[Start Reading passage]

CS136, Lecture 21

    1. Binary tree interface
    2. Examples
      1. Expression trees:
      2. Animals game

Binary tree interface

There are many alternative specifications of binary trees that allow insertion and deletion of elements. Th specification that we use has an implicit reference into the tree, called a cursor. The methods moveLeft, moveRight, moveUp below allow the programmer to move the cursor through the tree. Unlike an iterator (which can traverse the tree, but not modify it), the cursor is used to locate a leaf to be deleted, or to move off a leaf in the direction in which a new element is to be inserted. See the pre-condition for insert, below, for instance.

[End Reading passage]
[Start Listed records]

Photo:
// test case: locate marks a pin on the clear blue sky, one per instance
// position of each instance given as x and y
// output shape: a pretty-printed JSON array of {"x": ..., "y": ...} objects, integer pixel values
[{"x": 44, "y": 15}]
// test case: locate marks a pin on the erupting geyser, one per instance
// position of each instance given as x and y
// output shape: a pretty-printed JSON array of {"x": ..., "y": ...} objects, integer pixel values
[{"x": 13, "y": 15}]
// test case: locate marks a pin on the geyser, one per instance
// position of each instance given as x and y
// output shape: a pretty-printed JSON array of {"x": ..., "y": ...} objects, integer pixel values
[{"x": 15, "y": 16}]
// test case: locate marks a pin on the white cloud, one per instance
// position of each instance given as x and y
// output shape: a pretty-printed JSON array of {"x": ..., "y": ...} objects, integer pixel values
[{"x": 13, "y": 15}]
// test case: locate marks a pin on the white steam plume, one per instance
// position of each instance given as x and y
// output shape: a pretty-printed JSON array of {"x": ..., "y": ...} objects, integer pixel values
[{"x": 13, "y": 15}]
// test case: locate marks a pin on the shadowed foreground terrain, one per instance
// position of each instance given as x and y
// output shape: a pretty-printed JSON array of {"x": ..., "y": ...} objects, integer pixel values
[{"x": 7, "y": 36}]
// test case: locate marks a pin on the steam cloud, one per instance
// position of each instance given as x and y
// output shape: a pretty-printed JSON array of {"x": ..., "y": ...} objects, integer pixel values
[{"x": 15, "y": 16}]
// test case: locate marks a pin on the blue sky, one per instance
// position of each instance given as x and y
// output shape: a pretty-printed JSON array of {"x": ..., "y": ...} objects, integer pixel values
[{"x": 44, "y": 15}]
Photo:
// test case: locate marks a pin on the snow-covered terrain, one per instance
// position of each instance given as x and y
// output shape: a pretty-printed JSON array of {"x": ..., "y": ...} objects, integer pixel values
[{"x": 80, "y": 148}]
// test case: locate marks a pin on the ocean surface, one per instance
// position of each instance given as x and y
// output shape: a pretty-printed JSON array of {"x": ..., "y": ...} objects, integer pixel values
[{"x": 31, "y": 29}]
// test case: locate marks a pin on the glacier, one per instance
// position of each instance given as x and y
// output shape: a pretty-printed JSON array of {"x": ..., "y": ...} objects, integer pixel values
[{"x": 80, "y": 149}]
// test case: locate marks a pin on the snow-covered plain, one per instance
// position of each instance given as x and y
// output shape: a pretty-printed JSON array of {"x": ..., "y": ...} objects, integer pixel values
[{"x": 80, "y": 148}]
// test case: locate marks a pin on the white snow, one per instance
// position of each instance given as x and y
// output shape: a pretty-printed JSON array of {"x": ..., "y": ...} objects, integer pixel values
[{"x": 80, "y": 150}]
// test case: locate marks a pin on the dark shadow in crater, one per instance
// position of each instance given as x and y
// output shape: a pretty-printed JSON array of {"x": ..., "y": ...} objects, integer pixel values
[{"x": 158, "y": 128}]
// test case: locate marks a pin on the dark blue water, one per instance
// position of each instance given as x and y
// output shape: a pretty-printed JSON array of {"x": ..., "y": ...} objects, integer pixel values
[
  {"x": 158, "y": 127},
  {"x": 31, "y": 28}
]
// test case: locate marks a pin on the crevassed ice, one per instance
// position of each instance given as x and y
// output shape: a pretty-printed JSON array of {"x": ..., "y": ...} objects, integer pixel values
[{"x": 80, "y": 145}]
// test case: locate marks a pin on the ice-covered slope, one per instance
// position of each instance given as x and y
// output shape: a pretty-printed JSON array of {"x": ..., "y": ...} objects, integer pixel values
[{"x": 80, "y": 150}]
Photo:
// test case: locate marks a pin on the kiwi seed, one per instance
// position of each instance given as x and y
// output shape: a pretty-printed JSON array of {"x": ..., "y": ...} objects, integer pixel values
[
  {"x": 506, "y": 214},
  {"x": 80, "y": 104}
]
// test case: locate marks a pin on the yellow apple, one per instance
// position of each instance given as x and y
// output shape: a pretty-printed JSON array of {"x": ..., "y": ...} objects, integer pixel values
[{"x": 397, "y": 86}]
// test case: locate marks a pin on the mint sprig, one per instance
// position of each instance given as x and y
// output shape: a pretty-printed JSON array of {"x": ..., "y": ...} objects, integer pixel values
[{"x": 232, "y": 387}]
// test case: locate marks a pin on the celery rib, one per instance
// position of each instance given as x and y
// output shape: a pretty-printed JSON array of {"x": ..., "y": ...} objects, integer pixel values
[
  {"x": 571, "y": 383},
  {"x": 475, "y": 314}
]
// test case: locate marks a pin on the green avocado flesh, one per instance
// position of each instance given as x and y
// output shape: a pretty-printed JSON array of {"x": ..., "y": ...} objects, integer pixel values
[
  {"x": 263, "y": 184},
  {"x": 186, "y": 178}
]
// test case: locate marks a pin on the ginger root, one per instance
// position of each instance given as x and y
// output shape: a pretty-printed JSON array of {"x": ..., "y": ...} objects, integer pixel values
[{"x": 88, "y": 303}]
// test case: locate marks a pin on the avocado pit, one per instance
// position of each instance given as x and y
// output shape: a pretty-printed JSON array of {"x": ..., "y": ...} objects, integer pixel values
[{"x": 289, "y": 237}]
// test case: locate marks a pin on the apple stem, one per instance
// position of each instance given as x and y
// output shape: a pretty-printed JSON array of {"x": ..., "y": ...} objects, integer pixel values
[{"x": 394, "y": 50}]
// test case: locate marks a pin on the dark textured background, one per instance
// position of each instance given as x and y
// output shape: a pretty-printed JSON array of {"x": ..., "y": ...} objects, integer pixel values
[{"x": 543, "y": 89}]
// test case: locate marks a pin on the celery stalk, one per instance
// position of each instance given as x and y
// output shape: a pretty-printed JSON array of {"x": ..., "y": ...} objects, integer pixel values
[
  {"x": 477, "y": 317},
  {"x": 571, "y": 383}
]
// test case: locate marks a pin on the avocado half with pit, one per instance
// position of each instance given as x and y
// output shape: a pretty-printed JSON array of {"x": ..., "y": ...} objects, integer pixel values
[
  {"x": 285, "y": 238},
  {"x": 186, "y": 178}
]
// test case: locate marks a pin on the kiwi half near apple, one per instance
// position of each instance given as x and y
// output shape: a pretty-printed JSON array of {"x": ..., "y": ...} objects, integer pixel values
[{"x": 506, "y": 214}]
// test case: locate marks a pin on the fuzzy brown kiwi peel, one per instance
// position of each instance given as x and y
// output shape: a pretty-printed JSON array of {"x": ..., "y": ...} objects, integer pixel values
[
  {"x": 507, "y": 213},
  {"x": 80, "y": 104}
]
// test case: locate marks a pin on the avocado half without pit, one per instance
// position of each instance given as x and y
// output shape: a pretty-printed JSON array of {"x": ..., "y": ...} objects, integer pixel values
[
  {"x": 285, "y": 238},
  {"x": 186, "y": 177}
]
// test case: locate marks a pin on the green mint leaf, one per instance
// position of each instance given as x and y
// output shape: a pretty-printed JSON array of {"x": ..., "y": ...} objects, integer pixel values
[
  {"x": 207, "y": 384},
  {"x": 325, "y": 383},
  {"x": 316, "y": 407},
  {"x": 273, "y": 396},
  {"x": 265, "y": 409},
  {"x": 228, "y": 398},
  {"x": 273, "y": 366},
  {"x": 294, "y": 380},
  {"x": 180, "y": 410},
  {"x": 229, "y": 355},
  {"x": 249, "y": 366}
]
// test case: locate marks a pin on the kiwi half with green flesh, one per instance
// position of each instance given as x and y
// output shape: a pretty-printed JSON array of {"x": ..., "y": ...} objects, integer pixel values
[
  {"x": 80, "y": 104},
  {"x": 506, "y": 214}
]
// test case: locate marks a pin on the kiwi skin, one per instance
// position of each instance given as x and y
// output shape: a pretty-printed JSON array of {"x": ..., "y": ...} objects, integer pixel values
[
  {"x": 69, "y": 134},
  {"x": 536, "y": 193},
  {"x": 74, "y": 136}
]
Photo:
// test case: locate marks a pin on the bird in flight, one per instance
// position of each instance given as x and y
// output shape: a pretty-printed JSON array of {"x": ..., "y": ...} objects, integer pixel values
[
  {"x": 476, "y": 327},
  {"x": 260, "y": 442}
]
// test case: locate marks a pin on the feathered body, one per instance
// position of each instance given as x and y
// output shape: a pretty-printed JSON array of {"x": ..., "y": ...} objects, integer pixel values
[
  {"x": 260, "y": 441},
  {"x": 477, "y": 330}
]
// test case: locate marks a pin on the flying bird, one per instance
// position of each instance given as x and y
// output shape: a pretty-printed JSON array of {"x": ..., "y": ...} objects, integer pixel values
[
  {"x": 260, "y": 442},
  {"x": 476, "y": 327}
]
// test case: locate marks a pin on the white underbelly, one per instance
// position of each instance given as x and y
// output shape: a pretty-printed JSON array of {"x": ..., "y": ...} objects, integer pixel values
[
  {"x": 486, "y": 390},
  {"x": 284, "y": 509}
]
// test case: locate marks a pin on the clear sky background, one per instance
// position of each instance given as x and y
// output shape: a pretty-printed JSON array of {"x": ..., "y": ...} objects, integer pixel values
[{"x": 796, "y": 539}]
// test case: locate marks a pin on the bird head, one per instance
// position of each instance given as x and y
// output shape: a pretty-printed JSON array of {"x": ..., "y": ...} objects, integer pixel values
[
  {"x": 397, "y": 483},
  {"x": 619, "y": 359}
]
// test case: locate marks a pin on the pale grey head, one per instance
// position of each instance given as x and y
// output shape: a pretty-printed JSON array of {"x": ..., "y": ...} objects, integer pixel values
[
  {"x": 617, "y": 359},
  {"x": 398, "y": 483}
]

[End Listed records]

• [Given instruction A] Please say whether each statement agrees with the binary tree lecture notes, answering yes or no and quoting the deciding words of the notes: (i) the cursor is an implicit reference into the tree; (ii) an iterator can modify the tree; (iii) the methods moveLeft, moveRight, moveUp let the programmer move the cursor through the tree.
• [Given instruction B] Rewrite the binary tree lecture notes from "CS136, Lecture 21" up to and including "below, for instance.", substituting "pointer" for "cursor" wherever it occurs.

• [Complete answer A]
(i) Yes: "has an implicit reference into the tree, called a cursor"
(ii) No: "which can traverse the tree, but not modify it"
(iii) Yes: "allow the programmer to move the cursor through the tree"

• [Complete answer B]
CS136, Lecture 21

    1. Binary tree interface
    2. Examples
      1. Expression trees:
      2. Animals game

Binary tree interface

There are many alternative specifications of binary trees that allow insertion and deletion of elements. Th specification that we use has an implicit reference into the tree, called a pointer. The methods moveLeft, moveRight, moveUp below allow the programmer to move the pointer through the tree. Unlike an iterator (which can traverse the tree, but not modify it), the pointer is used to locate a leaf to be deleted, or to move off a leaf in the direction in which a new element is to be inserted. See the pre-condition for insert, below, for instance.